Activity:
In the records below, find the line that contains "My friend says the white fence" and repeat it, along with each line after it, exactly as written.

Provided data:
☆ ☆ ☆ ☆ ☆ ☆ ☆

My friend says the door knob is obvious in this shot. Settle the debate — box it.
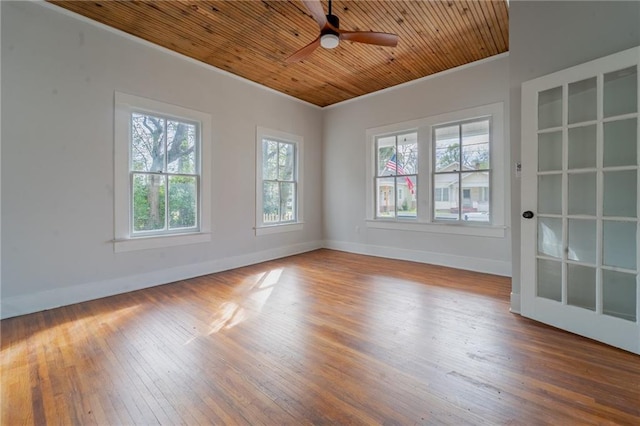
[522,211,534,219]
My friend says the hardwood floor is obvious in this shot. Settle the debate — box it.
[2,249,639,425]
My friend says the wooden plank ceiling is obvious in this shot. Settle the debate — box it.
[49,1,509,107]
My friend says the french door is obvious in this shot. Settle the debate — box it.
[521,46,640,354]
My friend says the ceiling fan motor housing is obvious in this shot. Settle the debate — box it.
[325,14,340,35]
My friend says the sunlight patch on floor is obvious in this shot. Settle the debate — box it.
[184,268,283,344]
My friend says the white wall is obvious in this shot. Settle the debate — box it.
[509,1,640,310]
[1,2,323,318]
[322,56,512,276]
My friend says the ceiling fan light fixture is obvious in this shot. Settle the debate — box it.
[320,33,340,49]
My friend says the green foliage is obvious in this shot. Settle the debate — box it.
[131,115,198,232]
[133,175,166,231]
[262,140,296,222]
[169,176,196,229]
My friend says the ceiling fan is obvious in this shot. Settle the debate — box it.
[286,0,399,63]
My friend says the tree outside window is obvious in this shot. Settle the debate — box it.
[261,139,297,224]
[130,112,199,234]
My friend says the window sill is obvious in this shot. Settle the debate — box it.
[114,232,211,253]
[365,220,507,238]
[255,222,304,236]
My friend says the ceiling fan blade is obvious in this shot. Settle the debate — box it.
[285,36,321,63]
[301,0,327,29]
[339,31,399,47]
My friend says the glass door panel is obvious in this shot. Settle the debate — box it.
[568,125,596,169]
[567,219,596,264]
[537,259,562,301]
[603,270,637,321]
[538,86,563,130]
[604,66,637,118]
[604,118,637,167]
[603,170,637,217]
[538,217,563,258]
[603,221,637,270]
[538,174,562,214]
[538,131,563,171]
[568,77,597,124]
[567,264,596,311]
[568,172,596,215]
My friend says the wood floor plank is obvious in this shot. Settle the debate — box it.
[2,249,639,425]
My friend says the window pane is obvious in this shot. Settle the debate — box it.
[376,177,395,218]
[262,140,278,180]
[280,182,296,222]
[434,173,459,220]
[462,120,490,170]
[168,175,197,229]
[263,181,280,223]
[435,125,460,171]
[131,113,165,172]
[397,132,418,175]
[377,137,396,176]
[167,121,197,174]
[132,173,166,232]
[397,176,417,218]
[462,172,489,222]
[278,142,295,181]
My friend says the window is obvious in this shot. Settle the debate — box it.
[435,188,450,202]
[255,127,303,235]
[375,132,418,219]
[433,117,491,223]
[114,93,211,252]
[365,103,505,238]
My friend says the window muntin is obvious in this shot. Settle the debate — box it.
[261,138,298,225]
[375,132,418,219]
[129,112,200,235]
[433,118,491,223]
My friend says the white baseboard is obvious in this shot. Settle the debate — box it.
[0,240,322,320]
[323,240,512,277]
[1,239,512,320]
[510,292,521,314]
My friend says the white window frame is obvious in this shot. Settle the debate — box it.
[365,102,506,238]
[373,130,419,220]
[114,92,212,252]
[432,116,493,224]
[255,126,304,236]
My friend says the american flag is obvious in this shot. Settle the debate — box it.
[386,154,415,194]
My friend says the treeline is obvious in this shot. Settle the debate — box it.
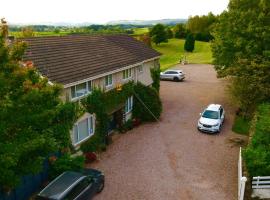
[153,12,217,42]
[9,24,159,37]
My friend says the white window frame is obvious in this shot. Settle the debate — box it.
[71,81,92,101]
[125,96,133,114]
[123,68,132,80]
[73,115,95,146]
[105,74,113,88]
[138,65,143,73]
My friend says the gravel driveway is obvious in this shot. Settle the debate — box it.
[92,64,242,200]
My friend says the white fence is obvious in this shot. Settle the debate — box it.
[238,147,247,200]
[252,176,270,189]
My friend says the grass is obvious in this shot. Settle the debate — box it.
[232,115,251,135]
[152,38,213,70]
[10,31,71,37]
[132,28,149,35]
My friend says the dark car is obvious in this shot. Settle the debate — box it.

☆ ☆ ☆ ☆ ☆ ☆ ☆

Expected answer:
My friend says the white fence is obvious in this shot. Settle the debate — box it.
[238,147,247,200]
[252,176,270,189]
My friend says the grass is obvious in this shot. Settle the debate — box it.
[232,115,251,135]
[152,38,213,70]
[10,31,71,37]
[132,28,149,35]
My friend says the dark car is obvious in this shot. Settle the debate — box it.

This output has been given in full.